YOUR TASK: The goal is an unaltered copy of the records below, minus any images.

[Opening RECORDS PROVIDED section]

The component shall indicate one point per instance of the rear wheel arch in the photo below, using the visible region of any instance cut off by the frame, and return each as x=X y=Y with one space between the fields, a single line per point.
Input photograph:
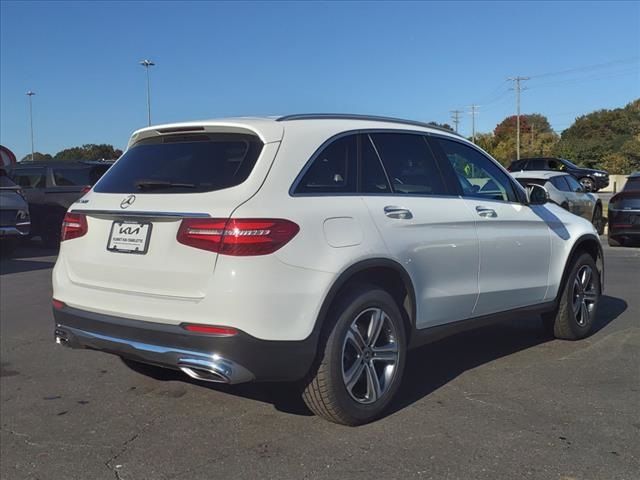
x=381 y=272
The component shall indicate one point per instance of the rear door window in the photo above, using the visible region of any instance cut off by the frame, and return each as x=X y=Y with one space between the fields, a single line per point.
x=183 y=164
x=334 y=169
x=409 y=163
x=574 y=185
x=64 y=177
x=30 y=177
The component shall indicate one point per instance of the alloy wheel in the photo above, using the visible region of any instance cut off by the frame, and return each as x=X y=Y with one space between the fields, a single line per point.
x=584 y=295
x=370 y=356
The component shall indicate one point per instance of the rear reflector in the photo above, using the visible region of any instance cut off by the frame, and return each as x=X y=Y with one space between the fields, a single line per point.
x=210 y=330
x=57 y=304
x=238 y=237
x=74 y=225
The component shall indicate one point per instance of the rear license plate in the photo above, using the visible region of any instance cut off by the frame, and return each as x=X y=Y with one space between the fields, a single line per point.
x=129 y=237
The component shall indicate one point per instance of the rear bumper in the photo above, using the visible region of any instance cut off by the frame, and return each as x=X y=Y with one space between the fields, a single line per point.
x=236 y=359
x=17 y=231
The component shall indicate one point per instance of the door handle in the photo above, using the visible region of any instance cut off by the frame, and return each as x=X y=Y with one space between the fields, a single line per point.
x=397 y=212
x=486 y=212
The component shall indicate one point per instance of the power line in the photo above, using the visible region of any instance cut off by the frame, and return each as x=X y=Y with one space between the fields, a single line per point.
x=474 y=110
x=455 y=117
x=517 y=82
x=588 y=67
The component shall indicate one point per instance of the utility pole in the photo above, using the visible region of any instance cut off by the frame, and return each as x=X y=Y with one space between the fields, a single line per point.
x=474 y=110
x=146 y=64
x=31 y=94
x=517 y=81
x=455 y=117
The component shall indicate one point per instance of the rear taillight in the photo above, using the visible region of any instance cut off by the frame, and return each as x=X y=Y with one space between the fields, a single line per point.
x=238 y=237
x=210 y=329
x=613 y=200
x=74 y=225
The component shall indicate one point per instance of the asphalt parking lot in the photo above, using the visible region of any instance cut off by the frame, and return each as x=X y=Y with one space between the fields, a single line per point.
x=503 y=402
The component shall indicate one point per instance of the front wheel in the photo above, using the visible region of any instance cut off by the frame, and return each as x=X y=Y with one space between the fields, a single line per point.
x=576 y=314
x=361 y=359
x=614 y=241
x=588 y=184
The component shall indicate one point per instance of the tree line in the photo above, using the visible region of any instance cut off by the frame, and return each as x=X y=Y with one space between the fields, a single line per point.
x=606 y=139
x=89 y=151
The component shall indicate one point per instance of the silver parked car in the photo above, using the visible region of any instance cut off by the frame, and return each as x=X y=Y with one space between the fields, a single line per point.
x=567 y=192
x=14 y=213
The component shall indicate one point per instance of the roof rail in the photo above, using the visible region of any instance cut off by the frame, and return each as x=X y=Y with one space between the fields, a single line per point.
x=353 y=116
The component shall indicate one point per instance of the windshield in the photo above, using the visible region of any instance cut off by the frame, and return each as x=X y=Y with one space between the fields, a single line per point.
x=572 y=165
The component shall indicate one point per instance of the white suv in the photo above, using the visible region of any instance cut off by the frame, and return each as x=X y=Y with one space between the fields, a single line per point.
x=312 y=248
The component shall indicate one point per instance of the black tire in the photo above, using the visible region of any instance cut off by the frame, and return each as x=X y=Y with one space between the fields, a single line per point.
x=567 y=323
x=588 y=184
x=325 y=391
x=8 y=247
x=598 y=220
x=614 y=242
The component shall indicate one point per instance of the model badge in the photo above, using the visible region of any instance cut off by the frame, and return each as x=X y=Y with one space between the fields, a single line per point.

[Closing RECORDS PROVIDED section]

SOLVED PROBLEM:
The component shall indicate one point per instance of the rear wheel arch in the photo below, using the visible region of any instance cut off by the frame, and return each as x=X y=Y with one space between the fields, a single line per point.
Input photograph:
x=381 y=272
The component shall indicate one point per instance of the rear door window in the photo above, using the visible region of any instance cut off by the frame, and return each as x=X y=Y with one space between the fields, a single line per point.
x=183 y=164
x=334 y=169
x=409 y=163
x=574 y=185
x=64 y=177
x=30 y=177
The component shall indicate one point per instance of the alloy wheel in the photo above, using the visible region of any instance cut off by the frame, and return each as x=X y=Y with one space between the fields, a single line per point.
x=584 y=295
x=370 y=356
The component shall indicate one point per instance of the rear reflector in the photo above, using the visible region of any instance cut off by the frame, and return each as x=X y=Y with one space between the fields, a single line per point.
x=210 y=330
x=57 y=304
x=238 y=237
x=74 y=225
The component shall indicate one point per instance of the rear license plate in the photo above, using the visible region of any instance cut off by the frame, and return each as x=X y=Y with one space between the fields, a single line per point.
x=129 y=237
The component shall indicate one point per instance of the rear bumper in the photo above, using the visible region of any instance cut off by the frame, and return each as x=X y=Y with one space between the fields, a single line per point.
x=236 y=359
x=17 y=231
The component shall indicate one point per instance of the door handle in the photo above, using the visible region of any instance cut off by the frame, and return each as x=X y=Y with one space between the fields, a single line per point.
x=397 y=212
x=486 y=212
The component shall indicate one point per instance of the power line in the photo above, using the visible region of any instance cut off by the frame, and return each as x=X y=Y with one space between the fields, a single line per point.
x=474 y=110
x=455 y=117
x=517 y=82
x=588 y=67
The component shall indicate one point per instance of the utility pole in the photo above, using the visible region of any instance cut off by the frame, and return each as x=X y=Y with one space between the fields, a single line per point.
x=474 y=110
x=146 y=64
x=31 y=94
x=517 y=81
x=455 y=117
The component shall indicate one point per instance of the rear taillight in the photo above, using the visible region of any instance cut off by the frame, and return each as x=X y=Y with one space between the fields, a single line per point.
x=238 y=237
x=210 y=329
x=613 y=200
x=74 y=225
The component shall indicate one point per instance of the asphalt parking lot in the photo above, using the visible region of any instance cut off by the frame, and return each as x=X y=Y with one space between the fields, a single line per point.
x=503 y=402
The component shall indicate one point per instance of the front wheel in the photo above, using the visible region of any instance cut off by the frame, and return each as x=X y=Y with one space between the fields, a single line per point.
x=576 y=314
x=361 y=359
x=614 y=241
x=588 y=184
The component shall indicate one point per instance of the tree line in the photo above, using the visible region of any instance cut off by the frame, and return each as x=X y=Y with one space between the fields, a single line per point.
x=606 y=139
x=89 y=151
The component shall indicate one point per instance of the silver parked car in the photo above, using the visible region of any instance cut off by the frame, and return each as x=X y=Y with one space between the fields, a single line per point.
x=567 y=192
x=14 y=213
The component shall indicate one point per instance of the roof rail in the photo above, using the visible region of any instance cut off by the frame, and return each as x=X y=Y with one space between the fields, a single line per point.
x=353 y=116
The component shall indicate one point per instance of the windshield in the photo above, using the visible region of any instance cut off by the frame, and return each as x=X y=Y with one space between the fields, a single line per point.
x=572 y=165
The component shall indicate one point per instance of the white suv in the photo above, using the visible region of any instance cut off by the frame, and return each as x=X y=Y with one space between the fields, a single line per point.
x=312 y=248
The component shall indicate one point per instance of the black tire in the photo above, using the visible region of any instance cut off by the frame, and return each as x=X y=Y with one space between the fields, a single line per point.
x=567 y=323
x=588 y=184
x=325 y=391
x=8 y=247
x=598 y=220
x=614 y=242
The component shall indicate one point per instance of the model badge in the photo above, using the visible region of any instance cut off by the frame, and return each as x=X y=Y with one space between the fields, a single line per point.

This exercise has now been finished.